[Point labeling dataset excerpts]

———

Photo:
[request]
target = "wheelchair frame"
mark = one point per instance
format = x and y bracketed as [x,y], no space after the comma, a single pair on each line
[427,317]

———

Exercise aim |
Can you revise the items above so that "target" becomes "object", leaving everything else the same?

Response to this exercise |
Photo:
[request]
object = "wheelchair frame"
mark = one point per instance
format = x and y bracketed as [x,y], no space after the comma, a single pair on each line
[427,317]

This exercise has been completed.